Start of SOURCE PASSAGE

National Academy of Medicine (NAM) President Victor Dzau recently attended a series of events as part of the World Economic Forum’s Annual Meeting in Davos. The conference, held from January 15-19, included several meetings and roundtables to “rebuild trust, generate new ideas, and create partnerships to advance solutions to the challenges we face.”

Reflecting the NAM’s commitment to catalyzing the health sector to address pressing issues like climate change and its effects on health, Dr. Dzau joined leaders from across the globe to share insights on the crises affecting our future at several events this week.

“Davos is always an exciting time for world’s leaders to come together to examine global opportunities and challenges, and set the course for its future,” said Dzau. “There is so much work to do across sectors globally, and opportunities to connect and align our priorities that are important for progress in areas that are most pressing for us and our future.”

Dr. Dzau spoke and participated in 12 sessions and events: Bridging the Health Divide: Solutions for Equitable Care in Developing Nations; Building the Business Case for Biothreat and Disease Surveillance Systems; Davos Alzheimer’s Collaborative Brain Health Roundtable; Financing Health System Strengthening in the Face of Climate Change; Creating a preventive and collaborative healthcare ecosystem by decentralizing surveillance – An autonomous, participatory, and privacy-first approach; When Climate Impacts Your Health; Why healthcare must lead in climate mitigation; Committing to Climate and Health Action; The Global Alliance for Women’s Health – Inaugural Board Meeting; AI in Healthcare: Transformative impact and key challenges; Regionalized Vaccine Manufacturing Collaborative in Action; Sharing is Caring: Solving the Health Data Access Conundrum.

Of these, 4 events are highlighted:

When Climate Impacts Your Health

From extreme heat to poor air quality, flooding and hazardous weather events, climate change poses threats to health systems while exposing socioeconomic inequities and increasing infectious disease exposure, non-communicable conditions and food insecurity globally.

End of SOURCE PASSAGE

◆ WHAT YOU HAVE TO DO:
Please copy out the whole passage above about the NAM president at Davos, word for word.

Start of RECORDED DATA

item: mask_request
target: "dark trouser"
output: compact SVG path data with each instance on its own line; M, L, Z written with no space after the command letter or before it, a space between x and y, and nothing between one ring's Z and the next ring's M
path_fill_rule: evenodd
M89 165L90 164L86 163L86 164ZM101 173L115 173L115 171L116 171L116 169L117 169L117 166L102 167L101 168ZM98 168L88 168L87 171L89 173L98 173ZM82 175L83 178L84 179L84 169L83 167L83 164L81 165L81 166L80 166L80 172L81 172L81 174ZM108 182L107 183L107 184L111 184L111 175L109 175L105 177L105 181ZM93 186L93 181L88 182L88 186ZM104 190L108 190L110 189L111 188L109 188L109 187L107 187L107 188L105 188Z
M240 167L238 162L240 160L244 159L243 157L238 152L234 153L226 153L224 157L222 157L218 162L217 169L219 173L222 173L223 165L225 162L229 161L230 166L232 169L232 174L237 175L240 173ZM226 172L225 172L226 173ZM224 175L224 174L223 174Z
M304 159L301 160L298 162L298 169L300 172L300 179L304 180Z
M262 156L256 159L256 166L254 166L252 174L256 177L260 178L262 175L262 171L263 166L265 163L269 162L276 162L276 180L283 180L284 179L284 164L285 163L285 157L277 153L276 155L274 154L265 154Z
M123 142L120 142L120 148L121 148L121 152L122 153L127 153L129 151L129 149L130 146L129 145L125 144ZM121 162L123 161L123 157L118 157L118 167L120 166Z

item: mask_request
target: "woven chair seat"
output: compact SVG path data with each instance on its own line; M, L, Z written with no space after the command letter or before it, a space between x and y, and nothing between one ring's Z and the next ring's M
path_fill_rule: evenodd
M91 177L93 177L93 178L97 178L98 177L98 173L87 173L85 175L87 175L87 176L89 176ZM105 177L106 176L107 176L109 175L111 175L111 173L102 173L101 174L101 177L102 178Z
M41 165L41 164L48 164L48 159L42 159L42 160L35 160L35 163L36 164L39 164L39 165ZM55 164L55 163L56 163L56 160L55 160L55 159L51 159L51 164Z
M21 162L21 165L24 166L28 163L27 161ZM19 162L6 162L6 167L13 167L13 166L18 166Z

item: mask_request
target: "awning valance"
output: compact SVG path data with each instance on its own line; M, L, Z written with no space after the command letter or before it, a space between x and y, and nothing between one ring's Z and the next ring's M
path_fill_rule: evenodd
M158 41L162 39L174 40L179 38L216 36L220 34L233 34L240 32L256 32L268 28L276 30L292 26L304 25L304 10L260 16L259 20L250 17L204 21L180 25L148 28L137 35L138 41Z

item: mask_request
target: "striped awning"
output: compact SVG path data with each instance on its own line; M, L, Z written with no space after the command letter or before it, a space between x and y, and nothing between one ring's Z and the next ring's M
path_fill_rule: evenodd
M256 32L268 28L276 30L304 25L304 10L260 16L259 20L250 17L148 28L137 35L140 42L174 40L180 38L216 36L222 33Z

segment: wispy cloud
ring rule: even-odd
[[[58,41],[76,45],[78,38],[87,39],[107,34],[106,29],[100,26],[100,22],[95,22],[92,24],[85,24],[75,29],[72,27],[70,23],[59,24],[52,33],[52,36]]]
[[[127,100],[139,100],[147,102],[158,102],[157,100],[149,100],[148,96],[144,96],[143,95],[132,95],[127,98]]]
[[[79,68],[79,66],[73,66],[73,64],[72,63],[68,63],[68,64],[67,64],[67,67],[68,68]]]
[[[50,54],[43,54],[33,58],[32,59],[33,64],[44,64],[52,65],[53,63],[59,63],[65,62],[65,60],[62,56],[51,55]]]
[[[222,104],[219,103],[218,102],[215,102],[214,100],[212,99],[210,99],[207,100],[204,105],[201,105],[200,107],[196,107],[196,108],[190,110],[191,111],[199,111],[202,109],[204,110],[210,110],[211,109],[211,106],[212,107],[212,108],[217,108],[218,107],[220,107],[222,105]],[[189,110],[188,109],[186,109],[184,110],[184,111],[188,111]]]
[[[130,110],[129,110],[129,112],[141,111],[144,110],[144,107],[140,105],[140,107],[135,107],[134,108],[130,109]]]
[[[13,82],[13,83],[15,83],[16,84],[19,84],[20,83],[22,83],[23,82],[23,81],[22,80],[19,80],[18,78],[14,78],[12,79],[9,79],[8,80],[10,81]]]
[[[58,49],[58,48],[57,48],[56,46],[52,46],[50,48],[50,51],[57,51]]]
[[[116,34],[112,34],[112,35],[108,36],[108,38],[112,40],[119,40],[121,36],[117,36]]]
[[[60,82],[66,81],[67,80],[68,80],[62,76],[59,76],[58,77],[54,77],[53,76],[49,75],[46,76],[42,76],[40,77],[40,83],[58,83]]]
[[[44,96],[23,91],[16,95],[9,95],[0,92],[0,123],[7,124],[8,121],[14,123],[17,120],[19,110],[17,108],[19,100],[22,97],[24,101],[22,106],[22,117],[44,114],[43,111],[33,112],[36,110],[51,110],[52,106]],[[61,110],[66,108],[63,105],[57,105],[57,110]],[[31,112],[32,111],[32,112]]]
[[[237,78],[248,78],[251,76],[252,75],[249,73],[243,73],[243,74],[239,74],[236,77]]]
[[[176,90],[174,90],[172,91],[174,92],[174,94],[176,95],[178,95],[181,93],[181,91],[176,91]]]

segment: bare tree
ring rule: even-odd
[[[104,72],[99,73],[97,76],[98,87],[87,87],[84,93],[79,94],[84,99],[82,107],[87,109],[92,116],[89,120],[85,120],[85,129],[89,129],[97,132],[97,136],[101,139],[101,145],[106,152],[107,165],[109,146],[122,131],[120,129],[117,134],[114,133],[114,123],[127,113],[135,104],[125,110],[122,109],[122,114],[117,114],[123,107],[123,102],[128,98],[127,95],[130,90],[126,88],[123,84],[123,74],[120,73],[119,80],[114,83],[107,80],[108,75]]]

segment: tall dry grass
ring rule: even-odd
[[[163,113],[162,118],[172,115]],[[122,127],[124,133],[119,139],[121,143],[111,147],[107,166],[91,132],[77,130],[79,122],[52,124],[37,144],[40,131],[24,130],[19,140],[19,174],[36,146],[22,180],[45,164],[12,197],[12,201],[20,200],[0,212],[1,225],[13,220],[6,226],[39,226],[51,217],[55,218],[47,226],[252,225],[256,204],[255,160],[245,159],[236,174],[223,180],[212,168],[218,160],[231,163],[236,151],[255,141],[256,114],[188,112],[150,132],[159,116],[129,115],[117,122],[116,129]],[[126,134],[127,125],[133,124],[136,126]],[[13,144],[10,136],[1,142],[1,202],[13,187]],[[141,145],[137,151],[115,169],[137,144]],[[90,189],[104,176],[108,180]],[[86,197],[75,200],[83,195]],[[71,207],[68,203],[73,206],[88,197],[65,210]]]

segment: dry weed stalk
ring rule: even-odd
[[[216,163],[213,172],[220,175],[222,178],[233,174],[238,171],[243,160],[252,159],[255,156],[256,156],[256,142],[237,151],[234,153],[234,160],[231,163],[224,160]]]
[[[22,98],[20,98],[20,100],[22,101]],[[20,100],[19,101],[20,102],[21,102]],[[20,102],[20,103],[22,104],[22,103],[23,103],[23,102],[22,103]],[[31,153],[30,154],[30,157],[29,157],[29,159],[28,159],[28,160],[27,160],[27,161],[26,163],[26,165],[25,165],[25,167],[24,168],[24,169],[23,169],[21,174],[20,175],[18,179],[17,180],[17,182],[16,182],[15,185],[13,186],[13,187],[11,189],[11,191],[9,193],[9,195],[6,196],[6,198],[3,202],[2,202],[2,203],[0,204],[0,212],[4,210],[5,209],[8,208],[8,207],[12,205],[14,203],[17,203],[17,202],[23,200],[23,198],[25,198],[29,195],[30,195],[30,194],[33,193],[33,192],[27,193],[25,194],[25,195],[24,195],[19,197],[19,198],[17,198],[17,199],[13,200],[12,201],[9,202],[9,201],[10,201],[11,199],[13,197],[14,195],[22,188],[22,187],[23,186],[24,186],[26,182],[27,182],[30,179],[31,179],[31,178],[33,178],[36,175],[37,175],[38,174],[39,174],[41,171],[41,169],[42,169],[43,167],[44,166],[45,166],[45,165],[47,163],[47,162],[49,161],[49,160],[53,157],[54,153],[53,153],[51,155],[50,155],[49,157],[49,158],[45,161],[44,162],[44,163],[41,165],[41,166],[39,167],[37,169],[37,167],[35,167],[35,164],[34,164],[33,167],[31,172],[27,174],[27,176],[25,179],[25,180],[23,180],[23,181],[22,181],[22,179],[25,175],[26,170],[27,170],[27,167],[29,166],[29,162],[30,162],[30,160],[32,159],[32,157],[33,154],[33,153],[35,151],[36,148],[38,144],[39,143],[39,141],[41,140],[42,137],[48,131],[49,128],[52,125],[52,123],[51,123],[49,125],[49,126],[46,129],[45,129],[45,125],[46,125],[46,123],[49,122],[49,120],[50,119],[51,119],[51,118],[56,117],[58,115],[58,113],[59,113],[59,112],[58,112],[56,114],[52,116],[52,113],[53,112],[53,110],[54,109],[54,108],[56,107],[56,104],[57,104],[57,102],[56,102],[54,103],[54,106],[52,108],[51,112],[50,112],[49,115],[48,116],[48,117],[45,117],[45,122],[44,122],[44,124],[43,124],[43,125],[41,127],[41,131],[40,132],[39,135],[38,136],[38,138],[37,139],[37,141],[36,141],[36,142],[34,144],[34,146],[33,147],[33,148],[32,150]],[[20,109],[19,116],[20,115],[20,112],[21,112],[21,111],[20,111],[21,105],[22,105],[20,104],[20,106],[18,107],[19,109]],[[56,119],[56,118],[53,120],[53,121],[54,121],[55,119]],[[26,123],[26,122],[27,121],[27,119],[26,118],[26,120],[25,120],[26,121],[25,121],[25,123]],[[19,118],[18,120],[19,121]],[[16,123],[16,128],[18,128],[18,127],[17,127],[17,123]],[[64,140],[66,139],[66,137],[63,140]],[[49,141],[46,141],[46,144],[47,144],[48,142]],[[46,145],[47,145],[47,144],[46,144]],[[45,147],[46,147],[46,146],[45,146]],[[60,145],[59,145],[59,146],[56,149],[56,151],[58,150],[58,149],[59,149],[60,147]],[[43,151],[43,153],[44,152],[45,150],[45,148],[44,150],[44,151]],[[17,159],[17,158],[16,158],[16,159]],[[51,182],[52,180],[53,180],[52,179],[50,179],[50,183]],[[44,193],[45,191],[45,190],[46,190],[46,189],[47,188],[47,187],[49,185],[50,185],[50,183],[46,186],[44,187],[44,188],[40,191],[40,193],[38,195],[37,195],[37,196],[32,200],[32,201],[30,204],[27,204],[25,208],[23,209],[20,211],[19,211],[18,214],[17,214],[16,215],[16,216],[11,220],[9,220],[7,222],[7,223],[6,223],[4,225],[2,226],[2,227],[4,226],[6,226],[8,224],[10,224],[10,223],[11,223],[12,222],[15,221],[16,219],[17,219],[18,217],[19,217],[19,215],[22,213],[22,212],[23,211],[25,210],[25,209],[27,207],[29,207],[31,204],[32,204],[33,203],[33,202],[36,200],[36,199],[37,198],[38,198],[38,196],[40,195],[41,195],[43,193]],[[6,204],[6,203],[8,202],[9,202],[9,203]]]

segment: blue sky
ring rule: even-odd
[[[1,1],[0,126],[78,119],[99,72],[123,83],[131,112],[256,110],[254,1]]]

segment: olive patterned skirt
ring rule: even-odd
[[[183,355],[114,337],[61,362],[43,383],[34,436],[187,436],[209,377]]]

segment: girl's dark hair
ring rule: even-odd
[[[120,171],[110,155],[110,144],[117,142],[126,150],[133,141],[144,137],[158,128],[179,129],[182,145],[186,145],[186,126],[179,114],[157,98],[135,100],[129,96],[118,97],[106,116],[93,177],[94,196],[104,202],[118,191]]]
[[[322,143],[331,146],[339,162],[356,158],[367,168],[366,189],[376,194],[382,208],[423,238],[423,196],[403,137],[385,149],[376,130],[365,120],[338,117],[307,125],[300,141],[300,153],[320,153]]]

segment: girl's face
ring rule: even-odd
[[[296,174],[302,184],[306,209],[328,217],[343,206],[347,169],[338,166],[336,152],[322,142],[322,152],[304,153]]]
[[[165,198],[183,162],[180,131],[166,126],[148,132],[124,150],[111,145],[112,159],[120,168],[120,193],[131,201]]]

End of RECORDED DATA

◆ COMPLETED EXERCISE:
National Academy of Medicine (NAM) President Victor Dzau recently attended a series of events as part of the World Economic Forum’s Annual Meeting in Davos. The conference, held from January 15-19, included several meetings and roundtables to “rebuild trust, generate new ideas, and create partnerships to advance solutions to the challenges we face.”

Reflecting the NAM’s commitment to catalyzing the health sector to address pressing issues like climate change and its effects on health, Dr. Dzau joined leaders from across the globe to share insights on the crises affecting our future at several events this week.

“Davos is always an exciting time for world’s leaders to come together to examine global opportunities and challenges, and set the course for its future,” said Dzau. “There is so much work to do across sectors globally, and opportunities to connect and align our priorities that are important for progress in areas that are most pressing for us and our future.”

Dr. Dzau spoke and participated in 12 sessions and events: Bridging the Health Divide: Solutions for Equitable Care in Developing Nations; Building the Business Case for Biothreat and Disease Surveillance Systems; Davos Alzheimer’s Collaborative Brain Health Roundtable; Financing Health System Strengthening in the Face of Climate Change; Creating a preventive and collaborative healthcare ecosystem by decentralizing surveillance – An autonomous, participatory, and privacy-first approach; When Climate Impacts Your Health; Why healthcare must lead in climate mitigation; Committing to Climate and Health Action; The Global Alliance for Women’s Health – Inaugural Board Meeting; AI in Healthcare: Transformative impact and key challenges; Regionalized Vaccine Manufacturing Collaborative in Action; Sharing is Caring: Solving the Health Data Access Conundrum.

Of these, 4 events are highlighted:

When Climate Impacts Your Health

From extreme heat to poor air quality, flooding and hazardous weather events, climate change poses threats to health systems while exposing socioeconomic inequities and increasing infectious disease exposure, non-communicable conditions and food insecurity globally.